# [WORK ORDER A]
Reproduce the passage on tumor metastasis and molecular markers from "A molecular marker is" to "Marker Panels, later).".
# [WORK ORDER B]
Answer these questions using the passage on tumor metastasis and molecular markers.
(i) What fundamental steps does it list as required for metastasis?
(ii) What are cells that can self-renew and differentiate called?
(iii) Which malignancy does it name as a representative model in the search for genetic markers in thoracic malignancies?

# [EXCERPTED PASSAGE]

────────────────────

Tumor metastasis is an equally complex series of molecular events. The fundamental steps required for metastasis include ongoing local tumor proliferation, angiogenesis,3,4 invasion, dissemination, and implantation.5,6 According to the prevailing model of tumor dissemination, this capability is acquired relatively late in a stepwise process of tumor progression. Initially, certain cells of the nascent tumor with advantageous growth characteristics are further selected to become the progenitors of successor cells that may predominate the tumor mass. These advantageous phenotypes must include self-sufficiency in growth signals, resistance to antigrowth signals, limitless replication capability, sustained angiogenesis, and evasion of apoptosis.7 Subsequently, individual cells in these large populations acquire additional unique mutations conferring the rare capability to undergo the metastatic cascade. Only a subset of cells in the primary tumor will attain this phenotype after successive genetic aberrations.8,9 Thus, any primary tumor mass comprises heterogeneous cell populations diverse in genotype and biologic behavior. At the molecular level, a number of genes have been implicated in each of the distinct steps of metastasis, but the precise mechanisms remain incompletely understood. An increasing body of evidence supports the idea that a tumor has the capacity to grow from a small number of cells that have the ability to self-renew and differentiate. These cells are termed cancer stem cells. Even this general understanding of carcinogenesis and metastasis can lead to rational approaches that help us develop and interpret the genetic analysis of thoracic malignancies.



MOLECULAR MARKERS: CURRENT CONCEPTS


A molecular marker is a biological molecule found in blood, other body fluids, or tissues that is a sign of cancer. A molecular marker may be used to identify, stage, or guide treatment decisions for a particular tumor. In studying thoracic malignancies, we might hope that a particular tumor would have a single, discrete molecular marker, but it is not surprising that, as complex as tumor genetics is, a tumor most likely has a molecular fingerprint of several markers. Thus, no single molecular marker can be predictive. Thinking in terms of a panel of molecular markers is more appropriate in attempting to classify and treat thoracic malignancies (see Tumor Marker Panels, later).


The ability of malignant cells to proliferate and metastasize can be ascribed to specific genetic alterations of a particular tumor cell type. There are specific relationships for a particular solid organ tumor, but in general, thoracic malignancies follow the same general trends followed by other tumor types. Many investigations have been launched in quest of numerous genetic markers in thoracic malignancies, with NSCLC being a representative malignancy model. The molecular complexities of tumors are not to be underestimated; genetic alterations at the DNA, RNA, and protein levels all account for the biology of the tumor cell. Thus, it is important to gain insight into all of these levels to better understand a particular molecular marker.

────────────────────

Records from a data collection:
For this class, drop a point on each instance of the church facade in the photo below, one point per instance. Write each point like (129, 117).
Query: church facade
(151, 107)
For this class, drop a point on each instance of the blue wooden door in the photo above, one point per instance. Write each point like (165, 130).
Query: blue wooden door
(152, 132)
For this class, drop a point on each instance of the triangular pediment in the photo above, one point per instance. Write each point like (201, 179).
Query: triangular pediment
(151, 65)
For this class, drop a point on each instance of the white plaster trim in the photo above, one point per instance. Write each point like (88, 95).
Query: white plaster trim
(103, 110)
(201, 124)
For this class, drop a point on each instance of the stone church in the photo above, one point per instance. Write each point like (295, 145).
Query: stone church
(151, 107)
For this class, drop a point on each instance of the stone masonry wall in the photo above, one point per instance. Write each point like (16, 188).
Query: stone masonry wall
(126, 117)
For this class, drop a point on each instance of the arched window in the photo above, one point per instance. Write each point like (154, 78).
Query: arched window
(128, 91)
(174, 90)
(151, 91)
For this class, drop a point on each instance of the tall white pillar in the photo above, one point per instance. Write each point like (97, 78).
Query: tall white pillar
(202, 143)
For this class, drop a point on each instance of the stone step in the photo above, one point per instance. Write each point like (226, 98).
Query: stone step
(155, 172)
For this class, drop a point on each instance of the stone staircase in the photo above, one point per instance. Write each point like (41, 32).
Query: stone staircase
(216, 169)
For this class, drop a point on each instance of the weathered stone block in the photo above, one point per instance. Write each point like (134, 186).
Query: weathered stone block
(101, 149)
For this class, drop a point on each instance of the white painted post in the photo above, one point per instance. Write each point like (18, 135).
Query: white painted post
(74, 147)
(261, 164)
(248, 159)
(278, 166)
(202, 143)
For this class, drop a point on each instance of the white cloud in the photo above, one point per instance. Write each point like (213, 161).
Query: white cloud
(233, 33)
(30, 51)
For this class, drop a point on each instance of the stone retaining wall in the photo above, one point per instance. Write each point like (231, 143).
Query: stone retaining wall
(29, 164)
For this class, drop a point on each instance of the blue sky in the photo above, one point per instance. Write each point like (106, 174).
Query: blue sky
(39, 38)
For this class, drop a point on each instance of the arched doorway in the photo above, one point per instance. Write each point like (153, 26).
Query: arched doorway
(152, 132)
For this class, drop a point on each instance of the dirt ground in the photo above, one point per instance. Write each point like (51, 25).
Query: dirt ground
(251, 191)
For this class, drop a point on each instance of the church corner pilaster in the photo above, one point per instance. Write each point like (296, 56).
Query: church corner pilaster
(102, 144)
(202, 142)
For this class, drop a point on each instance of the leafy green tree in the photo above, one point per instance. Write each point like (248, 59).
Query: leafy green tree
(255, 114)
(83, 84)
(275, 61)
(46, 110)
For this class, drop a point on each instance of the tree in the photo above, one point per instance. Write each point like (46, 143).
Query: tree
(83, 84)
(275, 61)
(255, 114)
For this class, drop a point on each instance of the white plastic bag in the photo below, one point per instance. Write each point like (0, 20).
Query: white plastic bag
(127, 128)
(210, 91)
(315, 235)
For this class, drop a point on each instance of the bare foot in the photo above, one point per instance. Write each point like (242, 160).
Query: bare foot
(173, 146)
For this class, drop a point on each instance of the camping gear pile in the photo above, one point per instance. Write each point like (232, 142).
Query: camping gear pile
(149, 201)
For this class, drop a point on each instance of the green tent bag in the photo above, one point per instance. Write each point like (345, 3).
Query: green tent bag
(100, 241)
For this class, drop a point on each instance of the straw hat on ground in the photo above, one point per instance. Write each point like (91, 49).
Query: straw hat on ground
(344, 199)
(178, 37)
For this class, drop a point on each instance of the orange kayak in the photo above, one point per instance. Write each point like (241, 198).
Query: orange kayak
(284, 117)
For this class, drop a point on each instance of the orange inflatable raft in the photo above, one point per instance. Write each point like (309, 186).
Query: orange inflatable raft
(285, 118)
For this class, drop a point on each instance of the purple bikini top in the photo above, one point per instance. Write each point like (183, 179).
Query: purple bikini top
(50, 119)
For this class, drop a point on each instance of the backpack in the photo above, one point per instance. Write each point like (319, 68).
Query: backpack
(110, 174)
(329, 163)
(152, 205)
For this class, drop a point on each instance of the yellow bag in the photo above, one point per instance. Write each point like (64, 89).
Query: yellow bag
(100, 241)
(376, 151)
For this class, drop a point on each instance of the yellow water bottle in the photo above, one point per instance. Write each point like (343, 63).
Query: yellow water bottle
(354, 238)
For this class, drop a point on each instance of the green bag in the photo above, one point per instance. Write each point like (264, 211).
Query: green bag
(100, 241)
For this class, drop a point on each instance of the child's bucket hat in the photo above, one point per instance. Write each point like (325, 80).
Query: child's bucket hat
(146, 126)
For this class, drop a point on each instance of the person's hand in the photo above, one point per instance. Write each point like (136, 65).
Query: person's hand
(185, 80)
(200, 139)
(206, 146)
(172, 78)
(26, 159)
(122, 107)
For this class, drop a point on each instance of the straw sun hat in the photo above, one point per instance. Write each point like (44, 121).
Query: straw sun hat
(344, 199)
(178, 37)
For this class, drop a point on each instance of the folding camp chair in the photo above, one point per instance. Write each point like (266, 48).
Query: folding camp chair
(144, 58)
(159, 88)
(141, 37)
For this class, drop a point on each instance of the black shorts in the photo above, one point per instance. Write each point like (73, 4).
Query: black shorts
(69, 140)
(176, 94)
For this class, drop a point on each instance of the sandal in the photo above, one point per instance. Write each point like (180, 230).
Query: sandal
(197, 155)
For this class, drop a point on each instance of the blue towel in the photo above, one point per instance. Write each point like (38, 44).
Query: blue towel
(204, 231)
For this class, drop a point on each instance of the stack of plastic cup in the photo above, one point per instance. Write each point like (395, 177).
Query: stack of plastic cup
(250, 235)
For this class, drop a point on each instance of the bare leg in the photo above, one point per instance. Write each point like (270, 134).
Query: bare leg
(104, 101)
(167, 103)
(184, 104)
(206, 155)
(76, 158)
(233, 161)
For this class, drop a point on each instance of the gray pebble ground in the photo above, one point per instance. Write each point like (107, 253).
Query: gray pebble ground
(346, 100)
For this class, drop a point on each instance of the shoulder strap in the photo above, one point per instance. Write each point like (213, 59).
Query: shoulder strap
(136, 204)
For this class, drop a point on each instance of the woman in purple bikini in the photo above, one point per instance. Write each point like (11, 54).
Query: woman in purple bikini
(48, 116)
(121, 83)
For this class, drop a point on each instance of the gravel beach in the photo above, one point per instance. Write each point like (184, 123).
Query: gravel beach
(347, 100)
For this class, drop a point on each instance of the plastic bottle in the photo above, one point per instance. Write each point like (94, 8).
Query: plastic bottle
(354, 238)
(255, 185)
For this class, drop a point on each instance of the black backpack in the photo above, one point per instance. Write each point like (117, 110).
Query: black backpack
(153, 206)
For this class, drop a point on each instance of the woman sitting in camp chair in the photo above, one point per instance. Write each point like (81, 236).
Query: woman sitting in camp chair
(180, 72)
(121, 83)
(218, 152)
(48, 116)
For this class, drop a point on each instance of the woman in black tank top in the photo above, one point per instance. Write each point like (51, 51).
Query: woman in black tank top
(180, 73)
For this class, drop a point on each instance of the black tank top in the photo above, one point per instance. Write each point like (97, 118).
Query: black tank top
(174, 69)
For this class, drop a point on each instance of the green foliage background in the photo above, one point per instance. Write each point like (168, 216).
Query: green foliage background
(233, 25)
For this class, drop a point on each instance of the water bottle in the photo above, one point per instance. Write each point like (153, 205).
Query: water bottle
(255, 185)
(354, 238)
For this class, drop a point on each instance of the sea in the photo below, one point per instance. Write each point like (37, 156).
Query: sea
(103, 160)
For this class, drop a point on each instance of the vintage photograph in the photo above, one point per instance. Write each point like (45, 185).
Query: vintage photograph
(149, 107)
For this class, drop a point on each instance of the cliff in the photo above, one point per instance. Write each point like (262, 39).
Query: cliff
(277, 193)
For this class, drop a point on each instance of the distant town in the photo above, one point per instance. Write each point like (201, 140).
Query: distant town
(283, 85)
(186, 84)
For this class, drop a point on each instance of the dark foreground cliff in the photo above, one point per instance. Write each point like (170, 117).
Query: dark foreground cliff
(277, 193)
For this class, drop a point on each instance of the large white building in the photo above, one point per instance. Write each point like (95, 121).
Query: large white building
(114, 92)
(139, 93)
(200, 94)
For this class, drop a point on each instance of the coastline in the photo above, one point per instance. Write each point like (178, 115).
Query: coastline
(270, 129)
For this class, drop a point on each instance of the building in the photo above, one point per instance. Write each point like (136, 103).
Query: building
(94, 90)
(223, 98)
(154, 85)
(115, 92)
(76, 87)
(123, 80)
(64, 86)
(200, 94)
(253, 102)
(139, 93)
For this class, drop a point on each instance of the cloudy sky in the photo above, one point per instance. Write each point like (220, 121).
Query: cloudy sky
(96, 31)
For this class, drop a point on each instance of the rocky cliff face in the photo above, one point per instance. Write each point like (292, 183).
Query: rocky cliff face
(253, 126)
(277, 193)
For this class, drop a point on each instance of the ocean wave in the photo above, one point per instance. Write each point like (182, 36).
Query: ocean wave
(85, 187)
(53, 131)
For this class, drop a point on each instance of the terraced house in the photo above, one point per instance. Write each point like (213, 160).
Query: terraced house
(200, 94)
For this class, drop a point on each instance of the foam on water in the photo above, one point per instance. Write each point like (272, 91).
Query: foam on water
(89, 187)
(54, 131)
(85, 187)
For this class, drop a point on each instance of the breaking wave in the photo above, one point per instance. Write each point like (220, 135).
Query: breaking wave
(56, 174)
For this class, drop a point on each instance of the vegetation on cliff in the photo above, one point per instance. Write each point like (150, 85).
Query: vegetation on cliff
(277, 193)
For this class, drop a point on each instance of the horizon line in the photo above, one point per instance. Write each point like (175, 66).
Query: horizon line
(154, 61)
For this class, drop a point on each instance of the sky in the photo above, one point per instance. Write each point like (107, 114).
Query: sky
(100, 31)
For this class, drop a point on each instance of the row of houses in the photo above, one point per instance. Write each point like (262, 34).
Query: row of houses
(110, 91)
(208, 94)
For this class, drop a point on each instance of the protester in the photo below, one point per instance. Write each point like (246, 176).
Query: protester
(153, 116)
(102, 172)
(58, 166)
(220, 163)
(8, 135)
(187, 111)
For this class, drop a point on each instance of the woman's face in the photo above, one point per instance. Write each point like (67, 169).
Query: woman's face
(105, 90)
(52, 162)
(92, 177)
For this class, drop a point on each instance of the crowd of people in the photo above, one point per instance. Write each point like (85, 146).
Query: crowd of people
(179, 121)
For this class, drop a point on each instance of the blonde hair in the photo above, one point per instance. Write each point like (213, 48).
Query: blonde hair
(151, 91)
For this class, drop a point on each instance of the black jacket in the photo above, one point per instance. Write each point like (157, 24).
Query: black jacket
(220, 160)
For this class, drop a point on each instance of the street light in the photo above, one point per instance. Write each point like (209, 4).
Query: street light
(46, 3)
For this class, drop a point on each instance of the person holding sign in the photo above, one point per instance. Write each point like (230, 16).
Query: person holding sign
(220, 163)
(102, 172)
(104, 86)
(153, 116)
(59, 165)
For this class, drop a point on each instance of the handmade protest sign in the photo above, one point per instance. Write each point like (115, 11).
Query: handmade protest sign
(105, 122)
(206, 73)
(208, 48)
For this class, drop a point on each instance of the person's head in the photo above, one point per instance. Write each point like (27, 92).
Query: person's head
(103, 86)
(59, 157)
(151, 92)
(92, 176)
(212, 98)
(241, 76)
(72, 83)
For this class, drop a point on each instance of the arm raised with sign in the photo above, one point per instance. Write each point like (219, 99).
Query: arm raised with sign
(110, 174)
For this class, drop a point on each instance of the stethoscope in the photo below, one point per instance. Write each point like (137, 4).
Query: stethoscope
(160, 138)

────────────────────

# [FINAL ANSWER A]
A molecular marker is a biological molecule found in blood, other body fluids, or tissues that is a sign of cancer. A molecular marker may be used to identify, stage, or guide treatment decisions for a particular tumor. In studying thoracic malignancies, we might hope that a particular tumor would have a single, discrete molecular marker, but it is not surprising that, as complex as tumor genetics is, a tumor most likely has a molecular fingerprint of several markers. Thus, no single molecular marker can be predictive. Thinking in terms of a panel of molecular markers is more appropriate in attempting to classify and treat thoracic malignancies (see Tumor Marker Panels, later).

# [FINAL ANSWER B]
(i) Ongoing local tumor proliferation, angiogenesis, invasion, dissemination, and implantation.
(ii) Cancer stem cells.
(iii) NSCLC.